> Record excerpts:
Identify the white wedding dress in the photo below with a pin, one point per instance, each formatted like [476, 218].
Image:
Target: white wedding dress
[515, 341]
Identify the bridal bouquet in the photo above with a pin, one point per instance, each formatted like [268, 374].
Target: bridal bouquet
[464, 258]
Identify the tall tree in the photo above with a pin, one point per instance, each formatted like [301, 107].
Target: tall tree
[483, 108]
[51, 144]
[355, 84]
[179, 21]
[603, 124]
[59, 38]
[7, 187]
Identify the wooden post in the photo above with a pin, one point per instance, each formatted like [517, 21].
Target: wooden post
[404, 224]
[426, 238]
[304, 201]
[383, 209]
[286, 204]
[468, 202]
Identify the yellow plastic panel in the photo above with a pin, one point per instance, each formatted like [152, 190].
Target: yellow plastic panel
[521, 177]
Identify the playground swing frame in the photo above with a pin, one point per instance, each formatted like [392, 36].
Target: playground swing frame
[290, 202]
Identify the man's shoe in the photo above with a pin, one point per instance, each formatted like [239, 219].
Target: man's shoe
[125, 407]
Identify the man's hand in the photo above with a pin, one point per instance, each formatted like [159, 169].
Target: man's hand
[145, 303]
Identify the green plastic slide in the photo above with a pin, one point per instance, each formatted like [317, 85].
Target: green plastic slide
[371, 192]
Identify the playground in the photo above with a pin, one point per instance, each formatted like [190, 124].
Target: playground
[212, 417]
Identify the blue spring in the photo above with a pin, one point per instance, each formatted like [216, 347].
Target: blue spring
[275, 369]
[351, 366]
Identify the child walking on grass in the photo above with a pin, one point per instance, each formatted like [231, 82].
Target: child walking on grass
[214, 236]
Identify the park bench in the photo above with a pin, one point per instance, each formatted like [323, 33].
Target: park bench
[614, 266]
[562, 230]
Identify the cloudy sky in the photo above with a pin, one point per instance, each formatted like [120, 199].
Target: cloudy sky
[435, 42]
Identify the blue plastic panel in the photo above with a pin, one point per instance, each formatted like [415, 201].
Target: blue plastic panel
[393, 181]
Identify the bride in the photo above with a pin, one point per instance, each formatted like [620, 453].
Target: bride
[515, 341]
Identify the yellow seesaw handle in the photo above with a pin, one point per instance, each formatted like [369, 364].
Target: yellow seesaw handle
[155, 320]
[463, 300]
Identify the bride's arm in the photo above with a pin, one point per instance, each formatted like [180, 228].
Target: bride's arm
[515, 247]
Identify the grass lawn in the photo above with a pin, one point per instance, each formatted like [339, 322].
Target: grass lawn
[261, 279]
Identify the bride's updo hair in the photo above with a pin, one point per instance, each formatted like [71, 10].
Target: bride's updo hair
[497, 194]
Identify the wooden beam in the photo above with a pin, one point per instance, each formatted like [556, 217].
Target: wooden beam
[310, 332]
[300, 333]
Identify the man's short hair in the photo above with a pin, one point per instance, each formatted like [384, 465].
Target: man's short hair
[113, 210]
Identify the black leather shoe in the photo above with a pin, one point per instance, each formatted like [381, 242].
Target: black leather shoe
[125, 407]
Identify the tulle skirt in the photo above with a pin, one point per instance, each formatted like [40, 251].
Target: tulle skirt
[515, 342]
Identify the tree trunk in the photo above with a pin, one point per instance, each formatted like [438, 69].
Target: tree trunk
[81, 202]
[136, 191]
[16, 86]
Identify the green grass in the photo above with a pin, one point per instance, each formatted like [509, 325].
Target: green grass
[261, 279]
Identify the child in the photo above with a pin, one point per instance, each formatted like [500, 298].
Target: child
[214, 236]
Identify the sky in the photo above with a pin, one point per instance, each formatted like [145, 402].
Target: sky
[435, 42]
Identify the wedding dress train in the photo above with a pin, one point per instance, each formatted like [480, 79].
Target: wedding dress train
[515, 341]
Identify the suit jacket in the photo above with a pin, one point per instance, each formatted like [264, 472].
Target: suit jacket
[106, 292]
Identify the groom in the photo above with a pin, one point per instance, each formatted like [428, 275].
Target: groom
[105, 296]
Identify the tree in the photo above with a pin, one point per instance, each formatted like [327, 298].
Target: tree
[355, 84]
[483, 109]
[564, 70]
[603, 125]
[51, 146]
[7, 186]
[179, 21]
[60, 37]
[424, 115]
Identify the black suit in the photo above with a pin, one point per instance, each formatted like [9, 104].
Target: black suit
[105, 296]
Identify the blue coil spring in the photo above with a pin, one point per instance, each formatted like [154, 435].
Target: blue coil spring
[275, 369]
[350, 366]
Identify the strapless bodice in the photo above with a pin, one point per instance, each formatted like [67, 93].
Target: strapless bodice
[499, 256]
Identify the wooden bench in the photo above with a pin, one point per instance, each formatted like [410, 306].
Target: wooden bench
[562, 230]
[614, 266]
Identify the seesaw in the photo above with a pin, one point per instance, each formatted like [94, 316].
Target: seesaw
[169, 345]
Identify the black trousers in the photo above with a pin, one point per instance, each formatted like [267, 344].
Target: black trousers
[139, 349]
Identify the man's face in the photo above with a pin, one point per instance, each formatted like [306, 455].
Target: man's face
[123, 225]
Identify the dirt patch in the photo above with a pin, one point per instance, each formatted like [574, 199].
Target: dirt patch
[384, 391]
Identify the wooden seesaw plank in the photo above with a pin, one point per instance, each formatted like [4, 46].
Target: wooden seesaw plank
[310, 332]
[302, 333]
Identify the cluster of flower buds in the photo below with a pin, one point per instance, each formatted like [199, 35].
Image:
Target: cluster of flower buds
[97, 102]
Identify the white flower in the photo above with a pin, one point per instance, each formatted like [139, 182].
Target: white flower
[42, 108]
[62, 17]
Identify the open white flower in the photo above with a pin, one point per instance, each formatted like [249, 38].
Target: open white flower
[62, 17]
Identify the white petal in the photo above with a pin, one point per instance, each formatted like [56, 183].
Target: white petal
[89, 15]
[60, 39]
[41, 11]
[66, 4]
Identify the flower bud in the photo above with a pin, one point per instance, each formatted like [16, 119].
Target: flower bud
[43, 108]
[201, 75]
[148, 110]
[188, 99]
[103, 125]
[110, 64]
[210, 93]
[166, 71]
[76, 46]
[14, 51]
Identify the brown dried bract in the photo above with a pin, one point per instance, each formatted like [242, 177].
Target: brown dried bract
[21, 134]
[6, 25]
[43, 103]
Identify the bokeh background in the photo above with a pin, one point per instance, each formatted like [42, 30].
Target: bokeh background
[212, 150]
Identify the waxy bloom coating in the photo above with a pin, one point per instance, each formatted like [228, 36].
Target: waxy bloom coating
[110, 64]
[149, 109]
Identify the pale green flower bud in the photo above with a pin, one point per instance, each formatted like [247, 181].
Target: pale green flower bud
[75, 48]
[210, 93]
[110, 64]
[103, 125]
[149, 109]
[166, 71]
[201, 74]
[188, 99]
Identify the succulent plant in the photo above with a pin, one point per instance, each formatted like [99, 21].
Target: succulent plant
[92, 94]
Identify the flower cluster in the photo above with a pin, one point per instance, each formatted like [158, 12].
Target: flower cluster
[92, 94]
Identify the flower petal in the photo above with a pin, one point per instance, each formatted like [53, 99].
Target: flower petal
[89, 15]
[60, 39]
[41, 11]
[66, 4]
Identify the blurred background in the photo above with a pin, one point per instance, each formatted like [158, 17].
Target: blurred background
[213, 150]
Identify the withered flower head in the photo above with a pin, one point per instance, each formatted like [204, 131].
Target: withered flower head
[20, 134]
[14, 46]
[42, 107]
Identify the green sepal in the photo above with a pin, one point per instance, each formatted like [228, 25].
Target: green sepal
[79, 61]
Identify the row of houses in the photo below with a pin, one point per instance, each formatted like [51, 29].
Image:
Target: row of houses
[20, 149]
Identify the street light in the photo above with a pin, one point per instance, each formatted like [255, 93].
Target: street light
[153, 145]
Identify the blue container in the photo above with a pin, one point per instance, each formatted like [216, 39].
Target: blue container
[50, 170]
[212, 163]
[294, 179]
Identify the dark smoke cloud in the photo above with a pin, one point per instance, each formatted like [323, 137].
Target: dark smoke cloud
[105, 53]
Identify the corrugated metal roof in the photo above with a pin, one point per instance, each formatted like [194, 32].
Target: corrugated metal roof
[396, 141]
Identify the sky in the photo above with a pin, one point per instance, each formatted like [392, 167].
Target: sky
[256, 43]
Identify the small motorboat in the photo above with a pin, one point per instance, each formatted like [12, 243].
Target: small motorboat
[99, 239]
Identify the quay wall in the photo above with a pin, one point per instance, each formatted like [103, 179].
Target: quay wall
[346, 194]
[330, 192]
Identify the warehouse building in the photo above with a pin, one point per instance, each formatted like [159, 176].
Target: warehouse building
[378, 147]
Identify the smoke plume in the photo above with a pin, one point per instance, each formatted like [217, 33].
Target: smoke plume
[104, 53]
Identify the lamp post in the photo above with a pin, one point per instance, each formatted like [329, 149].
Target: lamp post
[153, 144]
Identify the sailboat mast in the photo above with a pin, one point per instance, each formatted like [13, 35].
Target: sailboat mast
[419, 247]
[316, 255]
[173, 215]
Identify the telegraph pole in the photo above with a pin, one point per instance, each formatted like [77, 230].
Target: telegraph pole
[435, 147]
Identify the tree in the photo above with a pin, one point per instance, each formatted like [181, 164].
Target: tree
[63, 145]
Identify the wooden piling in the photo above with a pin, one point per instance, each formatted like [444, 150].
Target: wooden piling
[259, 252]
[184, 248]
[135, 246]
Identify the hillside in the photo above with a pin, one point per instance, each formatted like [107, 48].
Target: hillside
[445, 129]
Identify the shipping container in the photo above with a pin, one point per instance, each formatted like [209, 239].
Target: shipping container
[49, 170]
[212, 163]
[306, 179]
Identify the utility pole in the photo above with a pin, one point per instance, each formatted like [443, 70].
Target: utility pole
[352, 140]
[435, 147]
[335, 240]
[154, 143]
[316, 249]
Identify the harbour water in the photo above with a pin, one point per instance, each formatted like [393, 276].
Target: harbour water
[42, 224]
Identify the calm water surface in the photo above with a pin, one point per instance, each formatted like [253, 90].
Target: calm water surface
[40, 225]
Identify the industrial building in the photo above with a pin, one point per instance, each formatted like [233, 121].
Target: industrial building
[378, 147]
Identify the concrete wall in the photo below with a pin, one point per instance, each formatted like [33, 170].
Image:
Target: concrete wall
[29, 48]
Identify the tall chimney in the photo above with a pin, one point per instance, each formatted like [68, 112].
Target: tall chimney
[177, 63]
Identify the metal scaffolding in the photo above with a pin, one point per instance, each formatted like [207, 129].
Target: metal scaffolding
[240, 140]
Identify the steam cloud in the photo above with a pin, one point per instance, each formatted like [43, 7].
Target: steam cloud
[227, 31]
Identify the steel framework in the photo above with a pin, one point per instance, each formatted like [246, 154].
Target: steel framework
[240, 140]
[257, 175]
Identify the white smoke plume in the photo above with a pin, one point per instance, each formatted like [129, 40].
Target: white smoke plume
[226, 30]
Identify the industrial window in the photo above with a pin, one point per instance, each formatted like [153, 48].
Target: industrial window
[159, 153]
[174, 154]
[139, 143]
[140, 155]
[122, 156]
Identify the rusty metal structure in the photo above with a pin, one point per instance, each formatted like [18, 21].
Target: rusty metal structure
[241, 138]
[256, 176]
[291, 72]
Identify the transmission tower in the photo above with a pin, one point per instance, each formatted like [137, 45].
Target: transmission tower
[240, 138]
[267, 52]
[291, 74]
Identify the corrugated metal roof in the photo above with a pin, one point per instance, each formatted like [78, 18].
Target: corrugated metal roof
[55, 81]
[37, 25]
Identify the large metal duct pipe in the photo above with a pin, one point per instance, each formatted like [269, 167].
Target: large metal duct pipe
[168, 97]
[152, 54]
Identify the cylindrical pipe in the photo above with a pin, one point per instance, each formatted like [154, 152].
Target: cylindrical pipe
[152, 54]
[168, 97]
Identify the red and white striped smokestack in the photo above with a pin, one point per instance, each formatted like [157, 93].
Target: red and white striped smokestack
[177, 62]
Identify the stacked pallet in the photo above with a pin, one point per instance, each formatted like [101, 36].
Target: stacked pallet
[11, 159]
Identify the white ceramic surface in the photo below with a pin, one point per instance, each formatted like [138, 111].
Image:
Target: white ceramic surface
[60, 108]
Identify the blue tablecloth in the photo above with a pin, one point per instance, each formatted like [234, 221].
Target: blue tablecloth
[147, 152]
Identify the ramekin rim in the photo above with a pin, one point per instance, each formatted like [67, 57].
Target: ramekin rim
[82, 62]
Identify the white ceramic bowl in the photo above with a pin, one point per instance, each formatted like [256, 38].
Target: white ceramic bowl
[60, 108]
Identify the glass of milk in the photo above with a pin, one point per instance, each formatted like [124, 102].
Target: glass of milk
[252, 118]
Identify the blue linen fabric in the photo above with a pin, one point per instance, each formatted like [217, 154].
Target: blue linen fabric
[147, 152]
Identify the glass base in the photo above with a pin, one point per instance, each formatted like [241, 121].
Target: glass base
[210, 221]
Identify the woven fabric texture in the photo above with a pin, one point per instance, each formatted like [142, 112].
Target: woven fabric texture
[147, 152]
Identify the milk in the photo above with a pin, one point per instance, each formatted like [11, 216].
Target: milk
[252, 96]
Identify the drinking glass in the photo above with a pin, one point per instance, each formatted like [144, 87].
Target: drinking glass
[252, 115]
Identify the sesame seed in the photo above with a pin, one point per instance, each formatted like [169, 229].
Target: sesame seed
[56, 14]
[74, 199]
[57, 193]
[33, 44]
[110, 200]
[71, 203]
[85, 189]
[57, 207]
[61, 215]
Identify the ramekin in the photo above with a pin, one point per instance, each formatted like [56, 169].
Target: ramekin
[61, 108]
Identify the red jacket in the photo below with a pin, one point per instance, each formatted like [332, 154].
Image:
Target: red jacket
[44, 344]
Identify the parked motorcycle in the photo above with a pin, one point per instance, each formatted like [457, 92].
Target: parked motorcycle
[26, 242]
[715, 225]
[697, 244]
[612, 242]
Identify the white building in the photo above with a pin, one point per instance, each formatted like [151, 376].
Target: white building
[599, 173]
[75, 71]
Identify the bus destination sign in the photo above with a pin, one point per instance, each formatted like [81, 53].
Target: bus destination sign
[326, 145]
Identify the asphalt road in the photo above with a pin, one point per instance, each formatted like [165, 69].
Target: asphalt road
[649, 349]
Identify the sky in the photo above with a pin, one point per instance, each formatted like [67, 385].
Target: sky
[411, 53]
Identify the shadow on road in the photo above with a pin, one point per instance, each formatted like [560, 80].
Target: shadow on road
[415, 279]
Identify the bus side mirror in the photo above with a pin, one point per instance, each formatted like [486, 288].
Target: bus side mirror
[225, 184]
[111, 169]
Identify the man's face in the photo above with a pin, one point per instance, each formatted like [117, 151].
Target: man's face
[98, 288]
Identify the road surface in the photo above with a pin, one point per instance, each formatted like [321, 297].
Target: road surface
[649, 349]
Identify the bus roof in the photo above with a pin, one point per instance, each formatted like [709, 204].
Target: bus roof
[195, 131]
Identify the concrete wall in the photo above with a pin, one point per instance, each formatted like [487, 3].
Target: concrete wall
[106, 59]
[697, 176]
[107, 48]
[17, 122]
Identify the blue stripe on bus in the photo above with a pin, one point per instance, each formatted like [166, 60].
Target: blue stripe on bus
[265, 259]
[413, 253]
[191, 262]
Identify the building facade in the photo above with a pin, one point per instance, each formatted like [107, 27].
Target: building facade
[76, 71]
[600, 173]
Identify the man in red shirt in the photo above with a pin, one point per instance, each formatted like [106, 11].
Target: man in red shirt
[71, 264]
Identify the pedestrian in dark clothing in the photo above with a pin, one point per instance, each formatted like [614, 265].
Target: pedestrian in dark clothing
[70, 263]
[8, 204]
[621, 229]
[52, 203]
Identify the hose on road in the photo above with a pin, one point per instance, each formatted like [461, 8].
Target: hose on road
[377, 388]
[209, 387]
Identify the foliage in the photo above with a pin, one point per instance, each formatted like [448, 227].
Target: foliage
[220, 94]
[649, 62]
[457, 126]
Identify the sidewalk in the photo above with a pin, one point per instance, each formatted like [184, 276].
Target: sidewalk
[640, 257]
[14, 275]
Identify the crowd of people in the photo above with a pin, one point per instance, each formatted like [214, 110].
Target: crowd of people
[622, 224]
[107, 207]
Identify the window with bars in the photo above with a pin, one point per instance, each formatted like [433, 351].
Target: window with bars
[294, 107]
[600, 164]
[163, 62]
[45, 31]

> What is being asked: From the line holding "Identify the hose" through the last line above, reproduce each line exactly and add nothing.

> Solution to the exercise:
Identify the hose on road in the photo above with a pin, one point per instance, each formatted like [461, 8].
Target: hose on road
[377, 388]
[209, 387]
Identify the foliage in the photo above with a pin, one point per instance, each formatted like [448, 227].
Target: foliage
[220, 94]
[649, 62]
[457, 126]
Identify the sidewalk in the photo above with a pin, one point per instance, each formatted like [184, 276].
Target: sidewalk
[640, 257]
[14, 275]
Identify the crowd of people in the photo above with a pin, one point per instance, each formatted like [214, 110].
Target: crowd of people
[622, 224]
[107, 207]
Identify the window with bars in the photo above with a pin, one point per instance, each formatted like [433, 351].
Target: window with bars
[294, 107]
[600, 164]
[163, 62]
[45, 31]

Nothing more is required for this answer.